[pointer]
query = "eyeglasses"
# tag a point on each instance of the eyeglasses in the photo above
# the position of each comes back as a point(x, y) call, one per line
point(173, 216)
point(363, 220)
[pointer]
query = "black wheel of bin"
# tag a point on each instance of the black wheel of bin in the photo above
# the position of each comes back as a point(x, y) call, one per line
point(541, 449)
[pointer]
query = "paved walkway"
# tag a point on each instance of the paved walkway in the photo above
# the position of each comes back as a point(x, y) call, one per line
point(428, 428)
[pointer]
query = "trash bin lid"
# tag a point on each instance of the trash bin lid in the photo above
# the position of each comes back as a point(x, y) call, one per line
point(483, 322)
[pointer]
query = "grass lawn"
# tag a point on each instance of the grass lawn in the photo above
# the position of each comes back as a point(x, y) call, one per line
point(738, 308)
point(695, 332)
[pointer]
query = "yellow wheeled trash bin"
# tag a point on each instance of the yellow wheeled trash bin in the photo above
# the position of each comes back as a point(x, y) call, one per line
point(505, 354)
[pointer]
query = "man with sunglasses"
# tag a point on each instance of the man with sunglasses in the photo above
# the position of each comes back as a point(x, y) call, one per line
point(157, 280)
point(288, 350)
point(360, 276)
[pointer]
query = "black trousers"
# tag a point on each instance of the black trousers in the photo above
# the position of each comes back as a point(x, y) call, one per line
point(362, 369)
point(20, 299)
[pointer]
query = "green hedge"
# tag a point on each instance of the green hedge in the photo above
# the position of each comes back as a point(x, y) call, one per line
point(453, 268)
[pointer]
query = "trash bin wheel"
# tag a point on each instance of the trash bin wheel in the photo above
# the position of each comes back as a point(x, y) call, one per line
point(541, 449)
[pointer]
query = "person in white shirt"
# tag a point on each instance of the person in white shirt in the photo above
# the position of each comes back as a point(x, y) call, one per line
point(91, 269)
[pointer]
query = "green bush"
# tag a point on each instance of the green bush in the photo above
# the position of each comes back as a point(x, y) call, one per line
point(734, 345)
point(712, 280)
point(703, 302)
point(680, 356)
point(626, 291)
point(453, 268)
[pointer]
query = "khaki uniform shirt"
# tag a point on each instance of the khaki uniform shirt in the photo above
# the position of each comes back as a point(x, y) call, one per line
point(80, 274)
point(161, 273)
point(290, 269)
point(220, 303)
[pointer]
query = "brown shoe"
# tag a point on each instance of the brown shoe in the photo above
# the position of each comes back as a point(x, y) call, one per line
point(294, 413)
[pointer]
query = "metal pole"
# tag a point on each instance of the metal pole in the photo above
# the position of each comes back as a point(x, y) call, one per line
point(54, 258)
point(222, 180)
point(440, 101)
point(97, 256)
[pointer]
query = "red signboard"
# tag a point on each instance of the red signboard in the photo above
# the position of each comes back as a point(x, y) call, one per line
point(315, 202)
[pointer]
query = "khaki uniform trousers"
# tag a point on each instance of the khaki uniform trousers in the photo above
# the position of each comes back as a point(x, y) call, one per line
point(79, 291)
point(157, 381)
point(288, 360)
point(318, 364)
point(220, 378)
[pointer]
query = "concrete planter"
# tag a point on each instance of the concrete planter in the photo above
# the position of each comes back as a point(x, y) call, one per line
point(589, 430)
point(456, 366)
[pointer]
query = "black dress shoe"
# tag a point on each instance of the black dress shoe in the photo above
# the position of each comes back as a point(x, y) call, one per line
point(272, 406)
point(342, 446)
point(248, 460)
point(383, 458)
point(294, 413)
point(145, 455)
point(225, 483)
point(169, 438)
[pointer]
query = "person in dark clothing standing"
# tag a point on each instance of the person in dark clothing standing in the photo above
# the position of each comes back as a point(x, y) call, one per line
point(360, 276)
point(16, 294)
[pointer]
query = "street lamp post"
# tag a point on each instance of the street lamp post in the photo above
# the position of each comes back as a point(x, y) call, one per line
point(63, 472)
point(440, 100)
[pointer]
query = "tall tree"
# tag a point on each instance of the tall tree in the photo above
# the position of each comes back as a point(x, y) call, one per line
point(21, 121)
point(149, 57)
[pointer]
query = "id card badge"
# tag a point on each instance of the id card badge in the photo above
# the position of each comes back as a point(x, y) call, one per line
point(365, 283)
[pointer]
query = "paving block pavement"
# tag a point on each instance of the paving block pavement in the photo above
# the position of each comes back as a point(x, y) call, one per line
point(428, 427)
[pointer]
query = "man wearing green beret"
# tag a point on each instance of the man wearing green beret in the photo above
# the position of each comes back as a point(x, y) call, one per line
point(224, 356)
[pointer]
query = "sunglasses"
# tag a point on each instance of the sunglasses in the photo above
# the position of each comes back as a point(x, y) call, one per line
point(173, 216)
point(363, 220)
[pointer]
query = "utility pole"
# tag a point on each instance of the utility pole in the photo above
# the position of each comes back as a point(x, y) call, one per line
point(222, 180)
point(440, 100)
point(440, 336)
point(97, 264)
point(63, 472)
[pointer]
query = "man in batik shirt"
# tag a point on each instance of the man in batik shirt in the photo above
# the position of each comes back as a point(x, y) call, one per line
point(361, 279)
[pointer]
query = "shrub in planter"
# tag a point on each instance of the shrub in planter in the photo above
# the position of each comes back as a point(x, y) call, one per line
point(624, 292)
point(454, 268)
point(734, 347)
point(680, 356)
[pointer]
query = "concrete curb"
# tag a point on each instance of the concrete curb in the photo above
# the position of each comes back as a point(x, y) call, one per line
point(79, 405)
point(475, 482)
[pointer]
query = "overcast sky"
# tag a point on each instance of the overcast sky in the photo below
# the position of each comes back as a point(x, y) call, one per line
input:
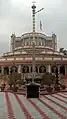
point(16, 17)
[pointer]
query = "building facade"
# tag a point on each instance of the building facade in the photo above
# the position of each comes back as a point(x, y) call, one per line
point(21, 55)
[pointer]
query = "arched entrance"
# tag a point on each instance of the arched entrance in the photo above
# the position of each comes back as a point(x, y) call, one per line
point(42, 69)
point(13, 69)
point(25, 69)
point(6, 70)
point(36, 69)
point(62, 70)
point(54, 69)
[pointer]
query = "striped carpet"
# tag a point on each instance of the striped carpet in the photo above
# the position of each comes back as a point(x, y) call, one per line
point(15, 106)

----

*Exercise instructions*: Could you format the rows from the start of the rows through the line containing "point(20, 299)" as a two-column CSV with the headers text and answer, one CSV line per row, each value in a single quoted field with its line breaks turned into spaces?

*Task response*:
text,answer
"[pointer] query = ""eyeglasses"" # tag a point on each instance of the eyeglasses in the photo above # the position of each comes back as a point(x, y) call, one per line","point(173, 216) point(363, 220)"
"[pointer] query = ""black wheel of bin"" # tag a point on each instance of the black wheel of bin in the photo above # the position of each comes back as a point(x, y) call, one per line","point(541, 449)"
"[pointer] query = ""paved walkway"" # tag a point on each instance of the paved walkway in the photo above # the position of each comes back as a point(x, y) call, one per line","point(428, 428)"
"[pointer] query = ""trash bin lid"" # tag a point on each instance of the trash bin lid in the photo above # the position of each comes back as a point(x, y) call, one per line","point(483, 322)"
"[pointer] query = ""grass lawn"" # tag a point on each instance of the grass lawn in the photo above # the position of each comes back as a point(x, y) call, one per line","point(738, 308) point(695, 332)"
"[pointer] query = ""yellow wheeled trash bin"" # tag a point on each instance of the yellow wheeled trash bin in the photo above # the position of each comes back as a point(x, y) call, one per line","point(505, 354)"
"[pointer] query = ""man with sunglasses"" # tag a point on each instance of the man with sunglasses in the photo above # the position of each comes back as a point(x, y) call, one per line","point(157, 280) point(288, 350) point(360, 276)"
"[pointer] query = ""black trousers"" # tag a point on each instance of the black trousers in the photo above # the position of each comes back as a point(x, y) call, one per line","point(362, 369) point(20, 299)"